TASK DETAILS -> Return a copy of each line in the listing that includes the word "tall".

== RAW DATA ==

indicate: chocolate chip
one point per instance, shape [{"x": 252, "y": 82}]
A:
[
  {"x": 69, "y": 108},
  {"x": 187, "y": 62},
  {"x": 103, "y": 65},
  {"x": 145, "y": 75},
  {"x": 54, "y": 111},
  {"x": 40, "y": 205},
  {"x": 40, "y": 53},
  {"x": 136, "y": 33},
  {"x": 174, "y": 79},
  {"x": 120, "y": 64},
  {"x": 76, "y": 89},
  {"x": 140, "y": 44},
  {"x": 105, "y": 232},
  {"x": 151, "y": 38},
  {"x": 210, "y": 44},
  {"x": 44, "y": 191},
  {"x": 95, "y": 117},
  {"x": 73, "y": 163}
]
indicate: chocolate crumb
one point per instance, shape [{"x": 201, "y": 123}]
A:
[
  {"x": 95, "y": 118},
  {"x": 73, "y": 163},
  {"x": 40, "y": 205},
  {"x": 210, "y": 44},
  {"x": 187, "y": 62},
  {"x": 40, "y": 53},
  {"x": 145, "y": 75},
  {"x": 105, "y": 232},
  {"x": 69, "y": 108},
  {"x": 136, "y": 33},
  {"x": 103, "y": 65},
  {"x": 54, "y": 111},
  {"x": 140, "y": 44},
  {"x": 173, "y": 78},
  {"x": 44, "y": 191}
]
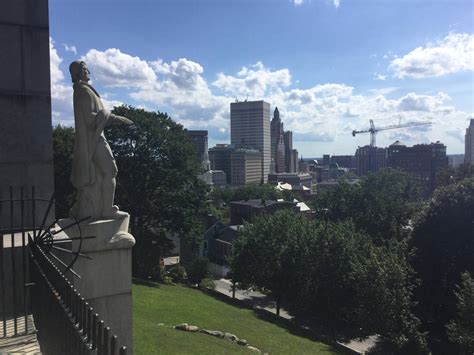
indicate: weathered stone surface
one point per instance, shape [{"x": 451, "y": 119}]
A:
[
  {"x": 242, "y": 342},
  {"x": 217, "y": 333},
  {"x": 182, "y": 326},
  {"x": 192, "y": 328},
  {"x": 253, "y": 349},
  {"x": 205, "y": 331},
  {"x": 230, "y": 336}
]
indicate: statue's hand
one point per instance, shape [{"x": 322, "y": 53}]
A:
[{"x": 123, "y": 119}]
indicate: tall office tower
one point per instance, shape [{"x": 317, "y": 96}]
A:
[
  {"x": 421, "y": 160},
  {"x": 250, "y": 128},
  {"x": 246, "y": 166},
  {"x": 469, "y": 144},
  {"x": 199, "y": 140},
  {"x": 294, "y": 167},
  {"x": 277, "y": 144},
  {"x": 290, "y": 163},
  {"x": 370, "y": 159},
  {"x": 220, "y": 159}
]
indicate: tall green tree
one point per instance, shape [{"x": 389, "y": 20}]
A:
[
  {"x": 157, "y": 183},
  {"x": 63, "y": 149},
  {"x": 461, "y": 328},
  {"x": 443, "y": 238},
  {"x": 266, "y": 254},
  {"x": 382, "y": 204}
]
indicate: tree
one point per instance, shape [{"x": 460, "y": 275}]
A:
[
  {"x": 451, "y": 175},
  {"x": 266, "y": 254},
  {"x": 461, "y": 328},
  {"x": 381, "y": 205},
  {"x": 63, "y": 149},
  {"x": 157, "y": 183},
  {"x": 443, "y": 238}
]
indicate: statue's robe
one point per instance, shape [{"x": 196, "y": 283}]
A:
[{"x": 90, "y": 118}]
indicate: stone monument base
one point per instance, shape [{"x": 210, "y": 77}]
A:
[{"x": 106, "y": 280}]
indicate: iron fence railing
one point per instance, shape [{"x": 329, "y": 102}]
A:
[
  {"x": 66, "y": 322},
  {"x": 32, "y": 283}
]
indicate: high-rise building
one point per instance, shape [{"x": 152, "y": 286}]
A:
[
  {"x": 469, "y": 144},
  {"x": 421, "y": 160},
  {"x": 250, "y": 128},
  {"x": 199, "y": 140},
  {"x": 370, "y": 159},
  {"x": 220, "y": 159},
  {"x": 290, "y": 163},
  {"x": 246, "y": 166},
  {"x": 277, "y": 143}
]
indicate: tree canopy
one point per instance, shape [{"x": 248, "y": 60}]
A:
[
  {"x": 443, "y": 238},
  {"x": 382, "y": 204},
  {"x": 331, "y": 271},
  {"x": 157, "y": 182}
]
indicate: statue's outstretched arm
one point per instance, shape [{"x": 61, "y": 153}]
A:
[{"x": 121, "y": 119}]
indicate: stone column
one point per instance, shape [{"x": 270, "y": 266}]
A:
[
  {"x": 26, "y": 150},
  {"x": 106, "y": 280}
]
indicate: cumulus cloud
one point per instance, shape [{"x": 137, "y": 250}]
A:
[
  {"x": 321, "y": 115},
  {"x": 414, "y": 102},
  {"x": 71, "y": 49},
  {"x": 380, "y": 77},
  {"x": 61, "y": 91},
  {"x": 253, "y": 81},
  {"x": 450, "y": 55},
  {"x": 116, "y": 69}
]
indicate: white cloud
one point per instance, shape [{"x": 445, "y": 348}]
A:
[
  {"x": 379, "y": 77},
  {"x": 454, "y": 53},
  {"x": 253, "y": 81},
  {"x": 116, "y": 69},
  {"x": 321, "y": 116},
  {"x": 71, "y": 49},
  {"x": 61, "y": 91},
  {"x": 414, "y": 102}
]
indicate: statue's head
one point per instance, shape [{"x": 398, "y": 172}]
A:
[{"x": 79, "y": 71}]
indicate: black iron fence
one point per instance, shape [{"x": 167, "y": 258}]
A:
[{"x": 32, "y": 283}]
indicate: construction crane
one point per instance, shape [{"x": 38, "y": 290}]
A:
[{"x": 373, "y": 131}]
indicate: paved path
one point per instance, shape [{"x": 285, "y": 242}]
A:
[
  {"x": 259, "y": 300},
  {"x": 24, "y": 343},
  {"x": 255, "y": 299}
]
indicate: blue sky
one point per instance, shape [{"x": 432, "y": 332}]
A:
[{"x": 329, "y": 65}]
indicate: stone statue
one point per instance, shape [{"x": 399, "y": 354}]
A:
[{"x": 93, "y": 168}]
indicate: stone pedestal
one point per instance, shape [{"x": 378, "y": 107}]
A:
[{"x": 106, "y": 280}]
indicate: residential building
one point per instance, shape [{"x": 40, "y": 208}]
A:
[
  {"x": 291, "y": 178},
  {"x": 421, "y": 160},
  {"x": 469, "y": 144},
  {"x": 344, "y": 161},
  {"x": 246, "y": 166},
  {"x": 370, "y": 159},
  {"x": 250, "y": 128},
  {"x": 246, "y": 211}
]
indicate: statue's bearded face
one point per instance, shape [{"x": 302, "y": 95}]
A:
[{"x": 85, "y": 73}]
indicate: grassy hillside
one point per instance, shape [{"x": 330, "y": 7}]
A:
[{"x": 170, "y": 305}]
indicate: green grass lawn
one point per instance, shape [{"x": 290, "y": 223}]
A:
[{"x": 171, "y": 305}]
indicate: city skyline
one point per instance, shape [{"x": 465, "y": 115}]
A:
[{"x": 329, "y": 66}]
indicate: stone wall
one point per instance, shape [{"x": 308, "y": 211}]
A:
[{"x": 26, "y": 154}]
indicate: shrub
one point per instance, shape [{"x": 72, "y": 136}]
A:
[{"x": 197, "y": 270}]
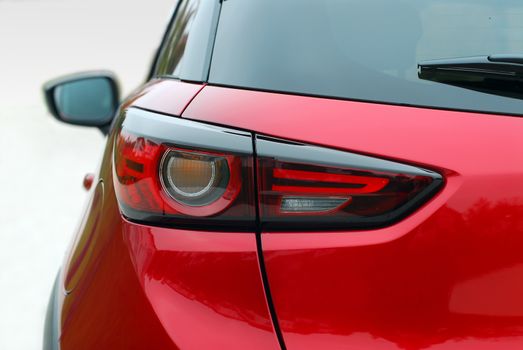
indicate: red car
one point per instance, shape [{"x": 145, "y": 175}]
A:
[{"x": 305, "y": 174}]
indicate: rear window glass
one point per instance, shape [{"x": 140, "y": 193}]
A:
[{"x": 364, "y": 49}]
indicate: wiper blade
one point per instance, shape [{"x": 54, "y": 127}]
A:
[{"x": 500, "y": 74}]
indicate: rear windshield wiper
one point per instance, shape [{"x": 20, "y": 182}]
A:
[{"x": 494, "y": 74}]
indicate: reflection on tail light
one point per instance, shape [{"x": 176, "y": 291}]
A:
[
  {"x": 307, "y": 187},
  {"x": 170, "y": 171},
  {"x": 169, "y": 174}
]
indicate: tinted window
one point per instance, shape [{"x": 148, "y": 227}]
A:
[
  {"x": 187, "y": 47},
  {"x": 364, "y": 49}
]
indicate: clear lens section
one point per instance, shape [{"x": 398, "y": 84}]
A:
[
  {"x": 310, "y": 204},
  {"x": 194, "y": 179}
]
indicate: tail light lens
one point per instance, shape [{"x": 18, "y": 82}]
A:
[
  {"x": 308, "y": 187},
  {"x": 171, "y": 171},
  {"x": 167, "y": 172}
]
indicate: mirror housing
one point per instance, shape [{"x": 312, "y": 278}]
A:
[{"x": 87, "y": 99}]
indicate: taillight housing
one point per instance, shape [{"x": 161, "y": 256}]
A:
[
  {"x": 308, "y": 187},
  {"x": 170, "y": 171},
  {"x": 174, "y": 172}
]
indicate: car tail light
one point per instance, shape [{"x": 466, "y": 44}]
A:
[
  {"x": 307, "y": 187},
  {"x": 174, "y": 171},
  {"x": 171, "y": 171}
]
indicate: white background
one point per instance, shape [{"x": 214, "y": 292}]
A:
[{"x": 42, "y": 162}]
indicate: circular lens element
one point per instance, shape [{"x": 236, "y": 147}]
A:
[{"x": 194, "y": 179}]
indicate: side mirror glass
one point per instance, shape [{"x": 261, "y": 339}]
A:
[{"x": 89, "y": 99}]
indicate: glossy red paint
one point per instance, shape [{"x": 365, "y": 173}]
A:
[
  {"x": 450, "y": 276},
  {"x": 128, "y": 286}
]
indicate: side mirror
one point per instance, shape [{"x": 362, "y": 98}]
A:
[{"x": 88, "y": 99}]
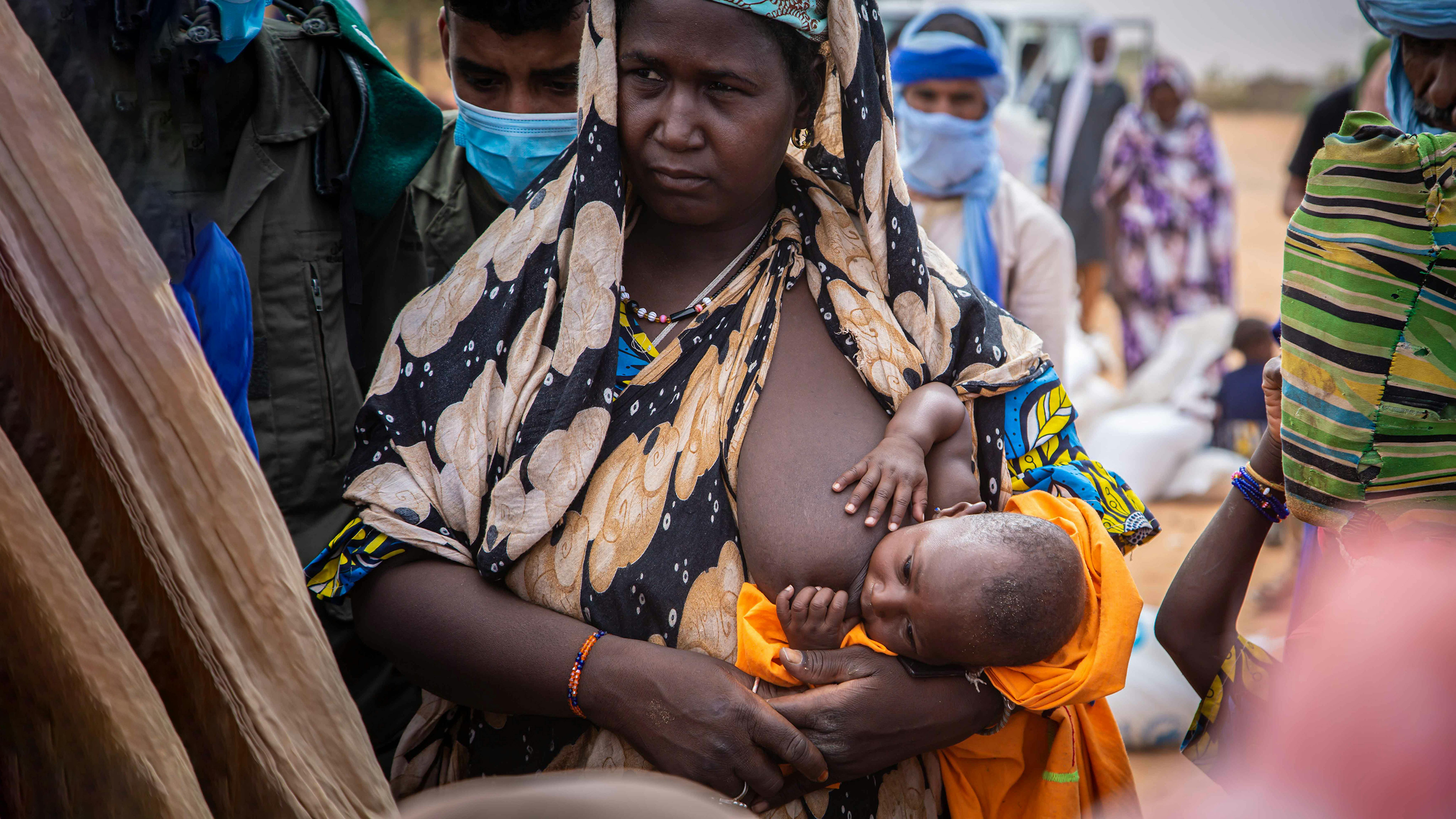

===

OUTPUT OF THE TASK ->
indicate: tall office tower
indicate: tall green tree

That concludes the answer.